● What needs to be done
Lines from the one with "Objective — one point per instance of the woman with handbag" through the end of the listing below are to be retyped exactly.

● Supplied data
########

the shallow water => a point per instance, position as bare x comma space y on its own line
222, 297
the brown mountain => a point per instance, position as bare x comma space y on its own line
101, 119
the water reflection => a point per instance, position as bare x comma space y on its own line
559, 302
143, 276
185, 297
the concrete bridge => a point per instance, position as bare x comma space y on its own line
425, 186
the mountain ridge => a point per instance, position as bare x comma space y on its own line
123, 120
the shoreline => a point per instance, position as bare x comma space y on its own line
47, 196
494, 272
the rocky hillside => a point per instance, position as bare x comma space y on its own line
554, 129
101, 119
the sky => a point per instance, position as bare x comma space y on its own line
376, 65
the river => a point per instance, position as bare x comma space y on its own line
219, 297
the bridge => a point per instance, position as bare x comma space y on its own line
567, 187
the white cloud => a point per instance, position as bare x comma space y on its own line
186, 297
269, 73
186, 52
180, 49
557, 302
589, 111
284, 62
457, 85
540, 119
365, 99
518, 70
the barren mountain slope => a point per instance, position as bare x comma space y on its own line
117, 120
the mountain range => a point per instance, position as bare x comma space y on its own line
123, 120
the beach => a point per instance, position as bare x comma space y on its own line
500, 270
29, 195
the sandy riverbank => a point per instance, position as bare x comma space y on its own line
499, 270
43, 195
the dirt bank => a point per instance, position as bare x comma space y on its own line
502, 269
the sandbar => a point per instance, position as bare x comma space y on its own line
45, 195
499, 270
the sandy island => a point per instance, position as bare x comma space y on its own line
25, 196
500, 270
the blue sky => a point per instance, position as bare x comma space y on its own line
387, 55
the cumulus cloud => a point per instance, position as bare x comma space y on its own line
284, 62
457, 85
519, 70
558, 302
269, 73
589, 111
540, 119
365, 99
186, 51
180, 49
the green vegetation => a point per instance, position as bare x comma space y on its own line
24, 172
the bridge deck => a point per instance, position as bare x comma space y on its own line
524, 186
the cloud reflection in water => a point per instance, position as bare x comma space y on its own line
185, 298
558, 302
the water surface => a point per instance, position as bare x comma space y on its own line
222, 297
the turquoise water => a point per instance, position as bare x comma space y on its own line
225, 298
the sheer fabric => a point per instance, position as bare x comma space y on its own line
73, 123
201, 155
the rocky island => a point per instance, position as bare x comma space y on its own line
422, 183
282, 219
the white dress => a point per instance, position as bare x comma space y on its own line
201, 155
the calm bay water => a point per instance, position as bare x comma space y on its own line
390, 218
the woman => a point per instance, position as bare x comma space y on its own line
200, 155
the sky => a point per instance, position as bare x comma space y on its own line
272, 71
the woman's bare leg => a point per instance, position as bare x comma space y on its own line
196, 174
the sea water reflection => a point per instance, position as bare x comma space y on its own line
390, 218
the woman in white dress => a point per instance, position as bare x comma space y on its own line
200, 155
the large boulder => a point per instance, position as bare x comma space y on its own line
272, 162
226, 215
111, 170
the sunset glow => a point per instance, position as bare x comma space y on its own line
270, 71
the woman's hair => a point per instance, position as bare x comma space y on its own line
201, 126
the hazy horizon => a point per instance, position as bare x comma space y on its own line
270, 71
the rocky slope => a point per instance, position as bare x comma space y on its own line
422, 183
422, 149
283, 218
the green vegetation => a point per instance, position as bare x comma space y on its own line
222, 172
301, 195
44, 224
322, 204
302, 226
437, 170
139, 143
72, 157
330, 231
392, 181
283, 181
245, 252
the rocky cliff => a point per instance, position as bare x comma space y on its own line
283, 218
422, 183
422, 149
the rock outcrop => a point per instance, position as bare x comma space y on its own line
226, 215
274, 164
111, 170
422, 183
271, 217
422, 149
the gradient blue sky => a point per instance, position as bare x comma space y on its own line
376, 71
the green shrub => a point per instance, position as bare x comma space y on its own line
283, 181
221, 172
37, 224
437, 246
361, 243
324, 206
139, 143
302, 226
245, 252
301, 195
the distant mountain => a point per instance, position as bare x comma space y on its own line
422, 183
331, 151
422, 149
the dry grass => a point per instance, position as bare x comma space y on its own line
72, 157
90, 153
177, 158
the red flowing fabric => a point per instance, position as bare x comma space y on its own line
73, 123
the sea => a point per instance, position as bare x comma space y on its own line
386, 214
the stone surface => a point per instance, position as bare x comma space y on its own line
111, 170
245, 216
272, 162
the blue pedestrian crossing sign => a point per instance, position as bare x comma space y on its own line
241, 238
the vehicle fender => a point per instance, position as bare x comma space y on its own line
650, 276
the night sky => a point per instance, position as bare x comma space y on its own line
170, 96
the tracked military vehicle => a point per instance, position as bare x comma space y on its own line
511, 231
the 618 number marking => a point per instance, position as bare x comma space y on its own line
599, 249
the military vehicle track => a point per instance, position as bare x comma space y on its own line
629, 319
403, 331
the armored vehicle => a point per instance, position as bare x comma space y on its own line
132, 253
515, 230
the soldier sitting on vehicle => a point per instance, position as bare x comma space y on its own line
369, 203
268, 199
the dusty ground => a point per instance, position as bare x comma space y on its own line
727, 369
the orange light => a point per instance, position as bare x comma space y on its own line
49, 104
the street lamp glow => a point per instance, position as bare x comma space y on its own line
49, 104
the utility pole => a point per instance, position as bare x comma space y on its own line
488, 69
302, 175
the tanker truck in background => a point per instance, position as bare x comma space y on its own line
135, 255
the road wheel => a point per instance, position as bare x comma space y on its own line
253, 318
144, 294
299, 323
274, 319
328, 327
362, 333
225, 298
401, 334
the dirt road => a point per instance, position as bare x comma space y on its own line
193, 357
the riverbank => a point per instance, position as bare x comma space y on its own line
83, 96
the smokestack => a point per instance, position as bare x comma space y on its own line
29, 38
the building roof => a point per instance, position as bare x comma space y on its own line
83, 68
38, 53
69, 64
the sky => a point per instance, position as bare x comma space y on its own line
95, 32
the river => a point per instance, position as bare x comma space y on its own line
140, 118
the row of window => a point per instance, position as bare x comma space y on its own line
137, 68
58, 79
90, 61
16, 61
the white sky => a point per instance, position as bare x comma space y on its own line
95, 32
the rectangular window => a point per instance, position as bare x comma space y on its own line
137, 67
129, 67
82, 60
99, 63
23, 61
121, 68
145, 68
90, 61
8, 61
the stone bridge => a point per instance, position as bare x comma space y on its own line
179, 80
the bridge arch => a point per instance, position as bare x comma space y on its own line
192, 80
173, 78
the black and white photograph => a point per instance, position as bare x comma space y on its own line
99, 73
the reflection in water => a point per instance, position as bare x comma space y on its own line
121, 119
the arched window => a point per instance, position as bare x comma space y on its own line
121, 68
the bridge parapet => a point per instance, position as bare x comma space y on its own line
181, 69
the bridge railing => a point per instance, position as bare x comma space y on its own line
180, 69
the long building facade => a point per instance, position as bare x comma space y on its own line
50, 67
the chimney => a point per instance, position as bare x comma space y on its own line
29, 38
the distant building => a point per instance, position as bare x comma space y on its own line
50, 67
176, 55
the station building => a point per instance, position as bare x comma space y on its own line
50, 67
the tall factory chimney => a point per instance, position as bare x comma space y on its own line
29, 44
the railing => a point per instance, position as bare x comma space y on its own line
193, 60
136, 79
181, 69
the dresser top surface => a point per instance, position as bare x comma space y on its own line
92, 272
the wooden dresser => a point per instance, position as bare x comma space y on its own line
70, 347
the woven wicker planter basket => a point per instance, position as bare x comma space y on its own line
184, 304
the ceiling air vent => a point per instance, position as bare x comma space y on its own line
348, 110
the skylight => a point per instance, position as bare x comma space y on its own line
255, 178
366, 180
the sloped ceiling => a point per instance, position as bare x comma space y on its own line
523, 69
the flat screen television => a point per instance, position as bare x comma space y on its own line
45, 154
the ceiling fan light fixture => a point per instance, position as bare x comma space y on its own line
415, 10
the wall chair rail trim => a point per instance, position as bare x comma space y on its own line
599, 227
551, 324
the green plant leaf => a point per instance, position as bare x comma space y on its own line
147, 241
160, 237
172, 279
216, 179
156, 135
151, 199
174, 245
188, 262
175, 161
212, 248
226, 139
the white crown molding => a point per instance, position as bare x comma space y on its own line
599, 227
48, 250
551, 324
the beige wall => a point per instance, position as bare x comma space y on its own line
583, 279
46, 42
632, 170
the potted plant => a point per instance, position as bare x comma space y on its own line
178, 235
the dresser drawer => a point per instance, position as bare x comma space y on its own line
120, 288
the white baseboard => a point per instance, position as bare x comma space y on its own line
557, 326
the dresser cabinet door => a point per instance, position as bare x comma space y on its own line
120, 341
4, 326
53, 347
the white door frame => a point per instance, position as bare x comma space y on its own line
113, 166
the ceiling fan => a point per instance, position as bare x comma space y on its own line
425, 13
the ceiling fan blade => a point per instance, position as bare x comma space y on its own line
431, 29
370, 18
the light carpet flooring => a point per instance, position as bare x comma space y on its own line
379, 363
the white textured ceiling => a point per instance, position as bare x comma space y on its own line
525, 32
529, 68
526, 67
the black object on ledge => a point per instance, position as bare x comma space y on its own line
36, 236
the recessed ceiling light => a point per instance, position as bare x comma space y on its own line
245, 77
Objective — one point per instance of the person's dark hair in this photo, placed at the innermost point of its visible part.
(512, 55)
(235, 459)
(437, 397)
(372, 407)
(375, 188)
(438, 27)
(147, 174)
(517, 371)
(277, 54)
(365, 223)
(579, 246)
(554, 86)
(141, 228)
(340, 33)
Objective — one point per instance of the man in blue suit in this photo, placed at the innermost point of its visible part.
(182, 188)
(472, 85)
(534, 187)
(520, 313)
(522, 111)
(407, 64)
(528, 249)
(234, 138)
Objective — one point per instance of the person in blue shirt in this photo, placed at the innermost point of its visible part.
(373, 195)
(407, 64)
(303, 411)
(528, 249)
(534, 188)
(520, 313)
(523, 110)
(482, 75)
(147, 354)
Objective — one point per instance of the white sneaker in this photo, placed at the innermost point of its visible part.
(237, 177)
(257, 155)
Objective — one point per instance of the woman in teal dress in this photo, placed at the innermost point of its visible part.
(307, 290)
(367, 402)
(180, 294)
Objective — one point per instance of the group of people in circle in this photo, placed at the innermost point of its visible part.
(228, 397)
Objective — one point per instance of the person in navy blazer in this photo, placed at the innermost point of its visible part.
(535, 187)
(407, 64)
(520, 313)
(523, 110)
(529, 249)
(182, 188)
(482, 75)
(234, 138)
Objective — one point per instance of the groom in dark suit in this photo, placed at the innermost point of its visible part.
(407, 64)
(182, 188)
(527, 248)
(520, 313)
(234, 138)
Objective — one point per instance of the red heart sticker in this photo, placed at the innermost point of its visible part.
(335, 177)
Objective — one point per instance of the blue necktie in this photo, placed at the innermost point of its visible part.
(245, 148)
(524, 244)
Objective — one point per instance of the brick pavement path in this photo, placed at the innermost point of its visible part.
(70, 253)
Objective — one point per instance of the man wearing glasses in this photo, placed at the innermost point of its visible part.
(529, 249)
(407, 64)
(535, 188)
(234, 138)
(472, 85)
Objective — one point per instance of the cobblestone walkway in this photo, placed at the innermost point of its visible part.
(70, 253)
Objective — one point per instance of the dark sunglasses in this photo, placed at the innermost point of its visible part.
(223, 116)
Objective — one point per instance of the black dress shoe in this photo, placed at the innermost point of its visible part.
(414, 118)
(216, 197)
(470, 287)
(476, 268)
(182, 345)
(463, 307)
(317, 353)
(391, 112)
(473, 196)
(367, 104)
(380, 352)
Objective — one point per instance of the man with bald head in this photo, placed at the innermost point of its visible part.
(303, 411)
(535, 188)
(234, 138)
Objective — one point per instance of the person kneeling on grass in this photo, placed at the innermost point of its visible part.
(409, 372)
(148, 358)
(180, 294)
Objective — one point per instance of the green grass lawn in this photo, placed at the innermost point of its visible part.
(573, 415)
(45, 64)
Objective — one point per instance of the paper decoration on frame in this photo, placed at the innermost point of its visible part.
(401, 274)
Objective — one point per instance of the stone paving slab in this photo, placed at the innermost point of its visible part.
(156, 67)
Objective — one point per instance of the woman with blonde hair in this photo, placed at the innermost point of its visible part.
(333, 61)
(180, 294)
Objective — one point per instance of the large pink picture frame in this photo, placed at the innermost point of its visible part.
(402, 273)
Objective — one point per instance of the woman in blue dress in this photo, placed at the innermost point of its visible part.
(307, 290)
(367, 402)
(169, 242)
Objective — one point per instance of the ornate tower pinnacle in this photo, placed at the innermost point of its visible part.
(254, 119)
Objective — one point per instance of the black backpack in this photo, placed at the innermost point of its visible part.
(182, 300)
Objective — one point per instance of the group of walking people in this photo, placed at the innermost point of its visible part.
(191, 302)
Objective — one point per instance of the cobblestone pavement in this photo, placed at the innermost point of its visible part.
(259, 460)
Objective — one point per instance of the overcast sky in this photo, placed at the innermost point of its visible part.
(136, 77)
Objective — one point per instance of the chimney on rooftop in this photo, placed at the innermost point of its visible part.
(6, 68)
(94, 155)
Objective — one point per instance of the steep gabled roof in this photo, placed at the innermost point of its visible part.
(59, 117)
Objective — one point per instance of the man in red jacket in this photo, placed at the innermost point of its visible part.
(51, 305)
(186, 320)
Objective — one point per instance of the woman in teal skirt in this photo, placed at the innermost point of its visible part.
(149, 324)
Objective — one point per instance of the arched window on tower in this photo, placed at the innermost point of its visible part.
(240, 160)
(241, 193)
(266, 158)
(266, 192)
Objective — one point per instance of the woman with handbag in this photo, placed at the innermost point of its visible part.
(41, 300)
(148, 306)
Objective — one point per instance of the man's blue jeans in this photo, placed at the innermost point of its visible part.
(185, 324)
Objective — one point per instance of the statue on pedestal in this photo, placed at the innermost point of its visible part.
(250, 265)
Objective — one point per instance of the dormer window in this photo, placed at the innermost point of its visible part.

########

● Finished exercise
Objective — one point per instance of the woman with handbag in this photo, placed at the innermost point of its visible part.
(41, 300)
(148, 306)
Objective — one point per instance of the man's blue jeans in this photo, placed at the innermost point of its visible part.
(185, 324)
Objective — one point per instance of the statue on pedestal in this photo, placed at the innermost point of its visible part.
(250, 265)
Objective — one point per instance of the dormer window in this photo, placed at the innermost point of its visible part.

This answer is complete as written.